>> Start Record extracts

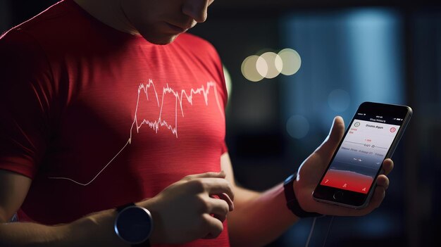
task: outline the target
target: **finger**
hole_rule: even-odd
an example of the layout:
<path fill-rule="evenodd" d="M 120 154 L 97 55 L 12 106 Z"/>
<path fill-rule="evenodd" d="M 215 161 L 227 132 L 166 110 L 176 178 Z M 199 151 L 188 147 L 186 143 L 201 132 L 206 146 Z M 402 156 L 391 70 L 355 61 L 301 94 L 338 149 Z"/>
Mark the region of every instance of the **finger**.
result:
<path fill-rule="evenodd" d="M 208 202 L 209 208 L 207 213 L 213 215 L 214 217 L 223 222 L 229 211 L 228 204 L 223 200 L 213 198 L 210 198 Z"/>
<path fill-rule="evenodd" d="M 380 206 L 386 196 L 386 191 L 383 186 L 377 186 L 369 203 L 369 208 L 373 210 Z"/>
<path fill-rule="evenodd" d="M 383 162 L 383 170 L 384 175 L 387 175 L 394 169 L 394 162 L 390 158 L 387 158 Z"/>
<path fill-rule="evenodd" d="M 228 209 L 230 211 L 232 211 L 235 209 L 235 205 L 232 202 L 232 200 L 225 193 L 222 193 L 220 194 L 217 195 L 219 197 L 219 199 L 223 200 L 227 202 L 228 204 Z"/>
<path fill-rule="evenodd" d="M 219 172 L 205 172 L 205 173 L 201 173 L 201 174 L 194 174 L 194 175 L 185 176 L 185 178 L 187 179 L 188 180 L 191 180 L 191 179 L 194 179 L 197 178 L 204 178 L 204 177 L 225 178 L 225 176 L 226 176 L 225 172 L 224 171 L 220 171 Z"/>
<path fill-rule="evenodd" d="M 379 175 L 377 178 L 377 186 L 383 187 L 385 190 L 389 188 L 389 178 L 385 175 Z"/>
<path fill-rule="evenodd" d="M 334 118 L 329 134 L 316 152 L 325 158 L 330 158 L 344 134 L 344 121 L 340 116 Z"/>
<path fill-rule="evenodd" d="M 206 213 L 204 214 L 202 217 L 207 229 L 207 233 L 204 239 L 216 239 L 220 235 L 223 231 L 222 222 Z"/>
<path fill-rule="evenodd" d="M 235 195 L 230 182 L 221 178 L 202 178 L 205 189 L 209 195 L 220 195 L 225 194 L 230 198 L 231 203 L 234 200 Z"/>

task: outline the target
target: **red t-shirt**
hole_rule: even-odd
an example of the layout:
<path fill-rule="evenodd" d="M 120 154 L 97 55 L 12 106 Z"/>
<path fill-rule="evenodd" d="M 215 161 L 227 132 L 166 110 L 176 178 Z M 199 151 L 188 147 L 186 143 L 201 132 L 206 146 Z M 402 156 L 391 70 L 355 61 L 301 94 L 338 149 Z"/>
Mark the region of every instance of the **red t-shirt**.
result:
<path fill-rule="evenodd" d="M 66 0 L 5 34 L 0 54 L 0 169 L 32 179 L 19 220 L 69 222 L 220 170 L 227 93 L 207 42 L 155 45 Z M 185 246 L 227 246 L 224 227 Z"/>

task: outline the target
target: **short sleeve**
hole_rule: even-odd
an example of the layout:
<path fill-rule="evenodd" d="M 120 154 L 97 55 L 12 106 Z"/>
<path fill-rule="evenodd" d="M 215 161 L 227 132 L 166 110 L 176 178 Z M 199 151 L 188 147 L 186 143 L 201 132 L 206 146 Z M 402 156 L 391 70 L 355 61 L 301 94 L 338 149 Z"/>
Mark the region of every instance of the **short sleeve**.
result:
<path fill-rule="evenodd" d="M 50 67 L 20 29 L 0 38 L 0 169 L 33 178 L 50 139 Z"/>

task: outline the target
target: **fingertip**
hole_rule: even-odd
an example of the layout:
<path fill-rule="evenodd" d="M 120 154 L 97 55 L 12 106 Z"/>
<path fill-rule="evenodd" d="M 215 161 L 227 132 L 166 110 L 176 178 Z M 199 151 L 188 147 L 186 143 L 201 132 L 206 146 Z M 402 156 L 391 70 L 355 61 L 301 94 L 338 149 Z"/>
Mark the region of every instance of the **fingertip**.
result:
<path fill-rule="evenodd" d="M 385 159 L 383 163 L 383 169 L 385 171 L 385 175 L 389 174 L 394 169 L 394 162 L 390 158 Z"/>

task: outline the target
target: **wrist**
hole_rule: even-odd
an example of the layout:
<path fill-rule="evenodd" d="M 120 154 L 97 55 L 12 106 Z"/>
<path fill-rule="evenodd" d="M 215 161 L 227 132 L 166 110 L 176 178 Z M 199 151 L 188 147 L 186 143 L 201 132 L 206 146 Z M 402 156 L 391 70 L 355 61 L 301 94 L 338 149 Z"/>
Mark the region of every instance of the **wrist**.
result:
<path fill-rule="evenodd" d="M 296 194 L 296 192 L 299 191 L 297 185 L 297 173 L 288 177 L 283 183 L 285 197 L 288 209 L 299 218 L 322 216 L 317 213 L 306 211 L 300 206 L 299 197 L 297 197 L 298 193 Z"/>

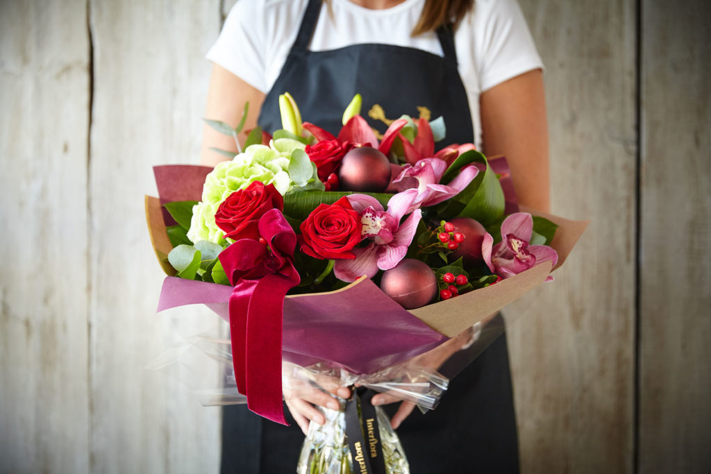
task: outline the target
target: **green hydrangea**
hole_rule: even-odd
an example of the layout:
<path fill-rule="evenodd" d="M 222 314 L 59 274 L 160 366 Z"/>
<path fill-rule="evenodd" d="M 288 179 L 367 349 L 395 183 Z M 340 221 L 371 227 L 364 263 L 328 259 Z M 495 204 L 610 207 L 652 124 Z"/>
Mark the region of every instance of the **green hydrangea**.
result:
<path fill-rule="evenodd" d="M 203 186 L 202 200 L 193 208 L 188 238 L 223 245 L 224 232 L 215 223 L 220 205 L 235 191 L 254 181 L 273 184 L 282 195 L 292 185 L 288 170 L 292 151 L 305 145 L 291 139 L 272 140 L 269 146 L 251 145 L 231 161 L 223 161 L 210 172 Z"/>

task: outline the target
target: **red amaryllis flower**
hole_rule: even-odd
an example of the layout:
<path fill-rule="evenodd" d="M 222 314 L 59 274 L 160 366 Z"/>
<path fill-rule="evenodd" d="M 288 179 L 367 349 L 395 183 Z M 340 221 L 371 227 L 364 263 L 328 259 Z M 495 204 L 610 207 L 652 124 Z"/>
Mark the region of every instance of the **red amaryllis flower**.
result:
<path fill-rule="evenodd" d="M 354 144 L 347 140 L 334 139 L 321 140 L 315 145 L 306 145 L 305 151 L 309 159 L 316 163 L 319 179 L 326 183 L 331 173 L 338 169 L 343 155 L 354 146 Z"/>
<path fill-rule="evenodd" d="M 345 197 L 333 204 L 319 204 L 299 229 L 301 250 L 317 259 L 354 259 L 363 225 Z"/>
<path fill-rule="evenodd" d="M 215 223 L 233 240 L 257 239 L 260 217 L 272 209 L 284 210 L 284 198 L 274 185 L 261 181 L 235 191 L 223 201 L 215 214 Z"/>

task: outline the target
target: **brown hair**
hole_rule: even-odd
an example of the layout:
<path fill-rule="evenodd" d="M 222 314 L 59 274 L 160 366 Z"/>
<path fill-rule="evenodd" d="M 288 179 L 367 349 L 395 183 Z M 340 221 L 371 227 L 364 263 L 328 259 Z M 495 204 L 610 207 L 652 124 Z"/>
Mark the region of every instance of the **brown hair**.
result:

>> End Record extracts

▶ **Problem requirements**: Rename "finger" to "fingertip" in the lines from the first one through the line holding "379 175 L 377", inclusive, keeping everything else unchanged. Leave the pictures out of your output.

▶ **In response**:
task: outline the target
target: **fingertip**
hole_rule: even-odd
an example of the layout:
<path fill-rule="evenodd" d="M 120 154 L 97 55 L 12 106 Z"/>
<path fill-rule="evenodd" d="M 215 161 L 227 132 L 166 110 L 176 178 Z M 199 151 L 188 147 L 186 143 L 201 132 L 206 146 Z M 402 156 L 391 70 L 355 61 L 301 94 L 338 149 Z"/>
Mark the region of every instance of the **fingertip**.
result:
<path fill-rule="evenodd" d="M 208 202 L 209 208 L 207 213 L 213 215 L 214 217 L 223 222 L 229 211 L 228 204 L 223 200 L 213 198 L 210 198 Z"/>
<path fill-rule="evenodd" d="M 380 206 L 386 196 L 386 191 L 383 186 L 377 186 L 369 203 L 369 208 L 373 210 Z"/>
<path fill-rule="evenodd" d="M 383 162 L 383 170 L 384 175 L 387 175 L 394 169 L 394 162 L 390 158 L 387 158 Z"/>
<path fill-rule="evenodd" d="M 228 209 L 230 211 L 232 211 L 235 209 L 235 205 L 232 202 L 232 200 L 225 193 L 222 193 L 220 194 L 217 195 L 219 197 L 219 199 L 223 200 L 227 202 L 228 204 Z"/>
<path fill-rule="evenodd" d="M 219 172 L 205 172 L 205 173 L 201 173 L 201 174 L 194 174 L 194 175 L 185 176 L 185 178 L 187 179 L 188 180 L 191 180 L 191 179 L 194 179 L 197 178 L 204 178 L 204 177 L 225 178 L 225 176 L 226 176 L 225 172 L 224 171 L 220 171 Z"/>
<path fill-rule="evenodd" d="M 379 175 L 377 178 L 377 186 L 383 187 L 385 190 L 389 188 L 389 178 L 385 175 Z"/>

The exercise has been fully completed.